- **TEXT SECTION**:
-----
In #2271, @garlick discovered the shell can be very slow on tests where a mountain of output is output from the job.
Using perf record he saw:
98.69% flux-shell libflux-core.so.1.0.0 [.] cbuf_find_unread_line
0.06% flux-shell [nvidia] [k] _nv031488rm
0.03% flux-shell [kernel.kallsyms] [k] syscall_return_via_sysret
0.03% flux-shell libc-2.27.so [.] _int_malloc
0.02% flux-shell [kernel.kallsyms] [k] _raw_spin_lock_irqsave
0.02% flux-shell libc-2.27.so [.] cfree@GLIBC_2.2.5
0.02% flux-shell [unknown] [k] 0xfffffe000010e01b
0.02% flux-shell libc-2.27.so [.] __libc_calloc
cbuf_find_unread_line() is from the cbuf library.
I noticed that cbuf_lines_used() calls this function to determine the number of lines available in the buffer. cbuf_lines_used() is called from flux_buffer_lines(). flux_buffer_lines() is regularly called in both libsubprocess and ev_buffer_read to generate callbacks when lines are available.
I suspect the issue is the buffers are filling up with ALOT of lines, and cbuf_find_unread_line() is slowly iterating through all the contents in the buffer char by char.
What would probably speed this up a lot is if instead of retrieving the number of lines available, if some function were available to simply say if atleast one line is available. For generating callbacks, that is all that is needed.
if some function were available to simply say if atleast one line is available
I think a flux_buffer_has_line() could be implemented something like:
bool flux_buffer_has_line (flux_buffer_t *fb)
{
char buf[1];
return (cbuf_peek_line (fb->cbuf, buf, 0, 1) > 0);
}
There is also some line counting going on down in libflux/buffer.c:check_read_cb():
It probably promotes "fairness" in the reactor if the buffer read callback is only called once per reactor loop, instead of calling it until the callback stops consuming lines. At least, leave it up to the callback to iteratively call read_line until all lines are consumed.
This would have the added benefit that the available lines comparison would no longer be needed and only flux_buffer_has_line() would be required...
E.g. instead of:
else if (fb->cb_type == FLUX_BUFFER_CB_TYPE_READ_LINE
&& flux_buffer_lines (fb) > 0) {
int count = flux_buffer_lines (fb);
/* we will iterate over all lines, but only if the user is
* reading them. If the user isn't reading lines, we're not
* going to infinitely loop
*/
while (fb->cb_type == FLUX_BUFFER_CB_TYPE_READ_LINE
&& count > 0) {
int tmp;
fb->cb (fb, fb->cb_arg);
if ((tmp = flux_buffer_lines (fb)) < 0)
-----
- **EXERCISES**:
1: In the thread about the slow flux shell, which function accounts for 98.69% in the perf record output?
2: Carry the flux buffer thread forward from its last shown line.

- **RAW RECORDS**:
-----
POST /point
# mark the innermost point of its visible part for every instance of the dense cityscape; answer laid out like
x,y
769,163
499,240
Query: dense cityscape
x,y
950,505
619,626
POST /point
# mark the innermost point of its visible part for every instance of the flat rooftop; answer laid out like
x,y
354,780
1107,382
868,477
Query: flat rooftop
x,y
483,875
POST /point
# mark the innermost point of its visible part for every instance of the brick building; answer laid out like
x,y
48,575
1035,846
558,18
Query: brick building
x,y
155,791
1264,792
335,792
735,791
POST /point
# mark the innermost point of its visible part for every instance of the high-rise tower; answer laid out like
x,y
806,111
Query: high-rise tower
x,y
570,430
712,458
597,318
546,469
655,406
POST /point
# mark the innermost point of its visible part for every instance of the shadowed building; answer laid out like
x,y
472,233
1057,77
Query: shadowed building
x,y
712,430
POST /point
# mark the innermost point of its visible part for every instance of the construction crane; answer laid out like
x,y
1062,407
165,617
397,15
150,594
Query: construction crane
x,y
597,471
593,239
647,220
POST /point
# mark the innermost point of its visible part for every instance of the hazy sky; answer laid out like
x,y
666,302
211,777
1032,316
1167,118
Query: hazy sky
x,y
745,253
-----
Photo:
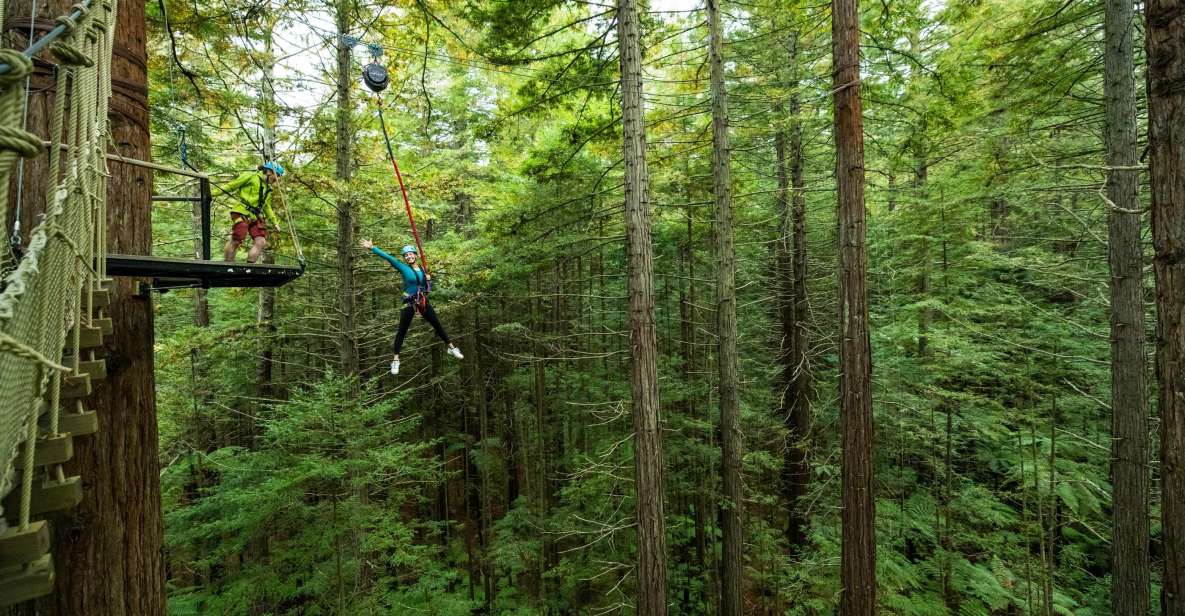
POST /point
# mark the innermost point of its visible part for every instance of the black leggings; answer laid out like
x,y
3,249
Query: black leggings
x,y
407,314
-----
- **THE REPLIES**:
1: cbuf_find_unread_line

2:
break;
if (tmp < count)
count = tmp;
else
break;
}
}
You would have
else if (fb->cb_type == FLUX_BUFFER_CB_TYPE_READ_LINE
&& flux_buffer_has_line (fb) > 0)
fb->cb (fb, fb->cb_arg);
Of course, this is a change to non-reactor base uses of flux_buffer_t, so those instances will need to be updated to move the read/read_line loop into the callback, instead of expecting the callback to called until there is no more data to read. (not sure if this is used outside of unit tests.)
As a test I implemented flux_buffer_has_line() along with the change to check_read_cb above and results look promising:
before:
$ time flux srun t/shell/lptest 79 10000 | wc -l
10000
real 1m26.405s
user 0m0.253s
sys 0m0.075s
after:
$ time flux srun t/shell/lptest 79 10000 | wc -l
10000
real 0m2.525s
user 0m0.279s
sys 0m0.055s
It probably promotes "fairness" in the reactor if the buffer read callback is only called once per reactor loop, instead of calling it until the callback stops consuming lines. At least, leave it up to the callback to iteratively call read_line until all lines are consumed.
Agreed. I began thinking about that when I noticed how @garlick's use of flux_subprocess_read_line() in the shell.
Sounds promising!
On Tue, Aug 6, 2019, 8:43 PM Al Chu notifications@github.com wrote:
It probably promotes "fairness" in the reactor if the buffer read callback
is only called once per reactor loop, instead of calling it until the
callback stops consuming lines. At least, leave it up to the callback to
iteratively call read_line until all lines are consumed.Agreed. I began thinking about that when I noticed how @garlick
https://github.com/garlick's use of flux_subprocess_read_line() in the
shell.—
You are receiving this because you were mentioned.
Reply to this email directly, view it on GitHub
https://github.com/flux-framework/flux-core/issues/2287?email_source=notifications&email_token=AABJPW6NL4O372CTENX3S6DQDJAHFA5CNFSM4IJ3KSX2YY3PNVWWK3TUL52HS4DFVREXG43VMVBW63LNMVXHJKTDN5WW2ZLOORPWSZGOD3XDI3A#issuecomment-518927468,
or mute the thread
https://github.com/notifications/unsubscribe-auth/AABJPW267AET5BGD33GMU4LQDJAHFANCNFSM4IJ3KSXQ
.
At least, leave it up to the callback to iteratively call read_line until all lines are consumed.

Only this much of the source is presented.